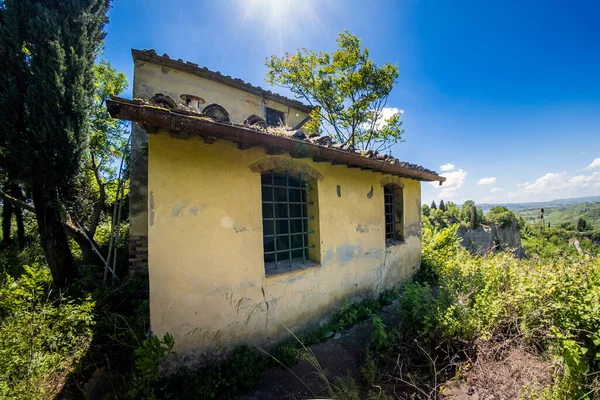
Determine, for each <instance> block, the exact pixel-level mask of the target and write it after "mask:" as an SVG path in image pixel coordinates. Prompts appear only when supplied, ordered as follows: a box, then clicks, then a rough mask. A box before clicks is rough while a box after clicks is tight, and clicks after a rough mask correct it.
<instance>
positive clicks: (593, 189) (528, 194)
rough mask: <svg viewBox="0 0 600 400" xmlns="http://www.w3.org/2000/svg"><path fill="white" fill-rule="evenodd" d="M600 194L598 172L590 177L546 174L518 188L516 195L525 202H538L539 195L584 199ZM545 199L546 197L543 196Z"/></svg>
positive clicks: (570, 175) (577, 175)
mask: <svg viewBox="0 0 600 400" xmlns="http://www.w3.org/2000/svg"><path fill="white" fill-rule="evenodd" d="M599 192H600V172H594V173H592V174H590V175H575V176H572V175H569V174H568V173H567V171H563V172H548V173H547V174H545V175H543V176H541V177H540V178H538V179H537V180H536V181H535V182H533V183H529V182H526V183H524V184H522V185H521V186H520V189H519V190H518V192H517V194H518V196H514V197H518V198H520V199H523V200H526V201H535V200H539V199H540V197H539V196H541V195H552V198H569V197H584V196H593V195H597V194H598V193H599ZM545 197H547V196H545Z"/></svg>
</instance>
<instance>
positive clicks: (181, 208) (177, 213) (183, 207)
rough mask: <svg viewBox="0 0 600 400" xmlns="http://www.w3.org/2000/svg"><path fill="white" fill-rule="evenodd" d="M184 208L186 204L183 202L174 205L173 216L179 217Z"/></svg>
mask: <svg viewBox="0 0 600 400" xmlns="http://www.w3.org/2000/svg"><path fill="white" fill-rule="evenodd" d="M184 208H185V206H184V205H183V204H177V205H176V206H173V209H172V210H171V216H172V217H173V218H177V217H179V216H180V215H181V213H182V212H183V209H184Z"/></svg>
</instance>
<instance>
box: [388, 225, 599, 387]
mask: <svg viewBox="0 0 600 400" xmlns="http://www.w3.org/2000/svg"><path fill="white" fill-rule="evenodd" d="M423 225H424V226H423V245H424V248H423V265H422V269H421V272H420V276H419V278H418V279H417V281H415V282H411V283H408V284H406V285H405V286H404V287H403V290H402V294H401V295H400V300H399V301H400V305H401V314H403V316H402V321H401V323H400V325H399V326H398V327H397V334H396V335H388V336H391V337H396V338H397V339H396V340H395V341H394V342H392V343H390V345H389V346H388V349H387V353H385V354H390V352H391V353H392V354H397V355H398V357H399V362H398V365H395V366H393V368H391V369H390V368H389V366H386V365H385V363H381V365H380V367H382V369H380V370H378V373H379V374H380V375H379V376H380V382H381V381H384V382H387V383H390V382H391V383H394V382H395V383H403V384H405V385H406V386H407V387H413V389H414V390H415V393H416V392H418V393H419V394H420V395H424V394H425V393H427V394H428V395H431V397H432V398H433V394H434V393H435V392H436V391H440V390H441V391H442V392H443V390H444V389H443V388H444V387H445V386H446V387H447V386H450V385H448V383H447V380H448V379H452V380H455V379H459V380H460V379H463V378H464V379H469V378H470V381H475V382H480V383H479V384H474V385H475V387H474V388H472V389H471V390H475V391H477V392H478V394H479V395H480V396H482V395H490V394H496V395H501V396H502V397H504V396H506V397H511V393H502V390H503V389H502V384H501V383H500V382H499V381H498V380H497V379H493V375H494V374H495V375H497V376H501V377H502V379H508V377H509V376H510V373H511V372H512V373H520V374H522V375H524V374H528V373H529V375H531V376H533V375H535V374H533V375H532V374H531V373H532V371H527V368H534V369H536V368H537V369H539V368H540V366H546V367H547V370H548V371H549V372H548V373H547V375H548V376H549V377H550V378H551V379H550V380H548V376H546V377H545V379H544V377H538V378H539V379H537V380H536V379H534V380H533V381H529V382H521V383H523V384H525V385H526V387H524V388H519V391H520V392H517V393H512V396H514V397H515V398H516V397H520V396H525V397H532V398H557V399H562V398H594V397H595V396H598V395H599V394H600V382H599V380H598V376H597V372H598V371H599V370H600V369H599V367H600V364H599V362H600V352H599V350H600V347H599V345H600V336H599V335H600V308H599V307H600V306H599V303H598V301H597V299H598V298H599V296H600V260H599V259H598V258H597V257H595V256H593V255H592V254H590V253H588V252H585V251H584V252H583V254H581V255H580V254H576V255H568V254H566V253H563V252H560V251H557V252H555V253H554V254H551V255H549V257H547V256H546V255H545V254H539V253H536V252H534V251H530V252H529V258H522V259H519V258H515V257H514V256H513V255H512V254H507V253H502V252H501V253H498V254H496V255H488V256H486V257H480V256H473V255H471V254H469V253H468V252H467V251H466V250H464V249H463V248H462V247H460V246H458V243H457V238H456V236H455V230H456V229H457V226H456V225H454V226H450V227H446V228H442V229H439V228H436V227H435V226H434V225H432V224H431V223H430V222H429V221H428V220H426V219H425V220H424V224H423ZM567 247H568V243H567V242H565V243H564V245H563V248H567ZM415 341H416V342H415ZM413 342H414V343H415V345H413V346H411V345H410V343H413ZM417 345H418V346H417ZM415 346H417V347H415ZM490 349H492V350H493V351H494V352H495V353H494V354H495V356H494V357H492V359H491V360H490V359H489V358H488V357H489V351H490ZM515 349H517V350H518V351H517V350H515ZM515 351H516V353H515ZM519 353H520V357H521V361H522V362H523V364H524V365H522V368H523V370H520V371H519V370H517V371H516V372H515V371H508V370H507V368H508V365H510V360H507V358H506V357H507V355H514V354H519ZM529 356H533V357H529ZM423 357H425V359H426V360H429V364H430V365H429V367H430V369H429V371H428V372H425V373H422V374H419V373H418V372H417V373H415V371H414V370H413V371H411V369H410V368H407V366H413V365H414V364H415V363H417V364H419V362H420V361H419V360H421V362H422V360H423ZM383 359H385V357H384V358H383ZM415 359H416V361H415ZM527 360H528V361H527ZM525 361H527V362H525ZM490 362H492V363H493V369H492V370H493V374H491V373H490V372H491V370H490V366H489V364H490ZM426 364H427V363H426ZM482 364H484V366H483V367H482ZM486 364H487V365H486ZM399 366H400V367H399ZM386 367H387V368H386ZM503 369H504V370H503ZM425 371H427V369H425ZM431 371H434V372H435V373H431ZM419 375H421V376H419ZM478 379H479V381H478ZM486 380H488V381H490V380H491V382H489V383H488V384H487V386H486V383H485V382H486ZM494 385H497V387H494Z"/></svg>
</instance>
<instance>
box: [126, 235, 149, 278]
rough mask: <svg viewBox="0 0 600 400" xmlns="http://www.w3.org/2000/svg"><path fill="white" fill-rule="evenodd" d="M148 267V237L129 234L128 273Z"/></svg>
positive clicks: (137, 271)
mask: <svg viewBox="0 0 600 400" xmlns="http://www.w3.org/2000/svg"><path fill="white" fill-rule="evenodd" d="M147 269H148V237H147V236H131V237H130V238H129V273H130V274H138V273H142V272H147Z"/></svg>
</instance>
★ ★ ★ ★
● **Directions for this task**: All of the entries above should be copied exactly, except for the pictures.

● **Task output**:
Determine, for each <instance> block, the exact pixel-level mask of the target and write it after "mask:" as an SVG path in image pixel coordinates. Prompts appear only when supplied, ordered as follows: a box, then clicks, then a rough mask. A box before clicks is rough while a box after clicks is tight, and clicks after a rough mask correct it.
<instance>
positive clicks: (593, 189) (528, 194)
rough mask: <svg viewBox="0 0 600 400" xmlns="http://www.w3.org/2000/svg"><path fill="white" fill-rule="evenodd" d="M600 194L598 172L590 177L546 174L518 188L516 195L525 202H538L539 195L584 199ZM545 199L546 197L543 196Z"/></svg>
positive clicks: (570, 175) (577, 175)
mask: <svg viewBox="0 0 600 400" xmlns="http://www.w3.org/2000/svg"><path fill="white" fill-rule="evenodd" d="M599 192H600V172H594V173H592V174H590V175H575V176H572V175H569V174H568V173H567V171H563V172H548V173H547V174H545V175H543V176H541V177H540V178H538V179H537V180H536V181H535V182H533V183H529V182H526V183H524V184H522V185H521V186H520V189H519V190H518V192H517V194H518V196H514V197H518V198H520V199H523V200H526V201H535V200H539V199H540V197H539V196H541V195H552V198H569V197H584V196H593V195H597V194H598V193H599ZM545 197H547V196H545Z"/></svg>
</instance>
<instance>
positive clicks: (181, 208) (177, 213) (183, 207)
rough mask: <svg viewBox="0 0 600 400" xmlns="http://www.w3.org/2000/svg"><path fill="white" fill-rule="evenodd" d="M184 208L186 204L183 202L174 205L173 216L179 217Z"/></svg>
mask: <svg viewBox="0 0 600 400" xmlns="http://www.w3.org/2000/svg"><path fill="white" fill-rule="evenodd" d="M184 208H185V206H184V205H183V204H177V205H176V206H173V209H172V210H171V216H172V217H173V218H177V217H179V216H180V215H181V213H182V212H183V209H184Z"/></svg>
</instance>
<instance>
box: [388, 225, 599, 387]
mask: <svg viewBox="0 0 600 400" xmlns="http://www.w3.org/2000/svg"><path fill="white" fill-rule="evenodd" d="M423 225H424V226H423V245H424V248H423V265H422V269H421V272H420V276H419V278H418V279H417V281H415V282H411V283H408V284H406V285H405V286H404V287H403V290H402V294H401V295H400V300H399V301H400V305H401V314H403V316H402V321H401V323H400V325H399V326H398V327H397V334H396V335H388V336H391V337H396V338H397V339H396V340H395V341H394V342H392V343H390V345H389V346H388V349H387V353H385V354H390V352H391V353H392V354H397V355H398V357H399V362H398V365H395V366H393V368H391V369H390V368H389V366H386V365H385V363H381V365H380V367H382V369H380V370H378V373H379V374H380V375H379V376H380V382H381V381H384V382H387V383H390V382H391V383H394V382H395V383H403V384H405V385H406V386H407V387H413V389H414V390H415V393H416V392H418V393H419V394H420V395H424V394H425V393H427V394H428V395H431V397H432V398H433V394H434V393H435V392H436V391H440V390H441V391H442V392H443V390H444V389H443V388H444V387H445V386H446V387H447V386H450V385H448V383H447V380H448V379H452V380H455V379H459V380H460V379H463V378H464V379H469V378H470V381H475V382H480V383H479V384H474V385H475V387H474V388H472V389H471V390H475V391H477V392H478V394H479V395H480V396H482V395H490V394H496V395H501V396H502V397H504V396H506V397H511V393H502V390H503V389H502V384H501V383H500V382H499V381H498V380H497V379H493V375H494V374H495V375H497V376H501V377H502V379H508V377H509V376H510V373H511V372H512V373H520V374H522V375H524V374H528V373H529V375H531V376H533V375H535V374H533V375H532V374H531V373H532V371H527V368H534V369H536V368H537V369H539V368H540V366H546V367H547V370H548V371H549V372H548V373H547V375H548V376H549V377H550V378H551V379H550V380H548V376H546V377H545V379H544V377H538V378H539V379H537V380H536V379H534V380H533V381H529V382H521V383H523V384H525V385H526V387H524V388H519V391H520V392H517V393H512V396H514V397H515V398H516V397H520V396H525V397H532V398H557V399H562V398H594V397H595V396H598V395H599V394H600V382H599V380H598V376H597V372H598V371H599V370H600V369H599V367H600V364H599V362H600V352H599V350H600V347H599V345H600V336H599V335H600V308H599V307H600V306H599V303H598V301H597V299H598V298H599V296H600V260H599V259H598V258H597V257H595V256H593V255H592V254H590V253H588V252H585V251H584V252H583V254H581V255H580V254H576V255H568V254H566V253H563V252H560V251H557V252H555V253H554V254H551V255H549V257H547V256H546V255H545V254H539V253H536V252H534V251H530V252H529V258H522V259H519V258H515V257H514V256H513V255H512V254H507V253H502V252H501V253H498V254H496V255H488V256H486V257H480V256H473V255H471V254H469V253H468V252H467V251H466V250H464V249H463V248H462V247H460V246H458V243H457V238H456V236H455V230H456V229H457V226H456V225H454V226H450V227H446V228H442V229H439V228H436V227H435V226H434V225H432V224H431V223H430V222H429V221H428V220H426V219H425V220H424V224H423ZM567 247H568V243H567V242H565V243H564V245H563V248H567ZM415 341H416V342H415ZM413 342H414V343H415V345H413V346H411V345H410V343H413ZM417 345H418V346H417ZM415 346H417V347H415ZM490 349H492V350H493V351H494V352H495V353H494V354H495V356H494V357H492V359H491V360H490V359H489V358H488V357H489V351H490ZM515 349H517V350H518V351H517V350H515ZM515 351H516V353H515ZM519 353H520V357H521V361H522V362H523V364H524V365H522V368H523V370H520V371H519V370H517V371H516V372H515V371H508V370H507V368H508V365H510V360H507V358H506V357H507V355H514V354H519ZM529 356H533V357H529ZM423 357H425V359H426V360H429V364H430V365H429V367H430V369H429V371H428V372H425V373H422V374H419V373H418V372H417V373H415V371H414V370H413V371H411V369H410V368H407V366H413V365H414V364H415V363H417V364H419V362H420V361H419V360H421V362H422V360H423ZM383 359H385V357H384V358H383ZM415 359H416V361H415ZM527 360H528V361H527ZM525 361H527V362H525ZM490 362H492V363H493V369H492V370H493V374H491V373H490V372H491V370H490V366H489V364H490ZM426 364H427V363H426ZM482 364H484V366H483V367H482ZM486 364H487V365H486ZM399 366H400V367H399ZM386 367H387V368H386ZM503 369H504V370H503ZM425 371H427V369H425ZM431 371H434V372H435V373H431ZM419 375H421V376H419ZM478 379H479V381H478ZM486 380H488V381H490V380H491V382H489V383H488V384H487V386H486V383H485V382H486ZM494 385H497V387H494Z"/></svg>
</instance>
<instance>
box: [126, 235, 149, 278]
rough mask: <svg viewBox="0 0 600 400" xmlns="http://www.w3.org/2000/svg"><path fill="white" fill-rule="evenodd" d="M148 267V237L129 234L128 273Z"/></svg>
positive clicks: (137, 271)
mask: <svg viewBox="0 0 600 400" xmlns="http://www.w3.org/2000/svg"><path fill="white" fill-rule="evenodd" d="M147 269H148V237H147V236H131V237H130V238H129V273H130V274H138V273H142V272H147Z"/></svg>
</instance>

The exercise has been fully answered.